→ **Task instructions**: Repeat every line of the data below word for word, keeping all characters, spacing, and line breaks unchanged.

→ **Data provided**:

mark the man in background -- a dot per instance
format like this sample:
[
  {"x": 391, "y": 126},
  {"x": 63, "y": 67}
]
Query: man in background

→ **Solved problem**:
mark the man in background -- a dot per instance
format like this sample:
[
  {"x": 391, "y": 126},
  {"x": 63, "y": 67}
]
Query: man in background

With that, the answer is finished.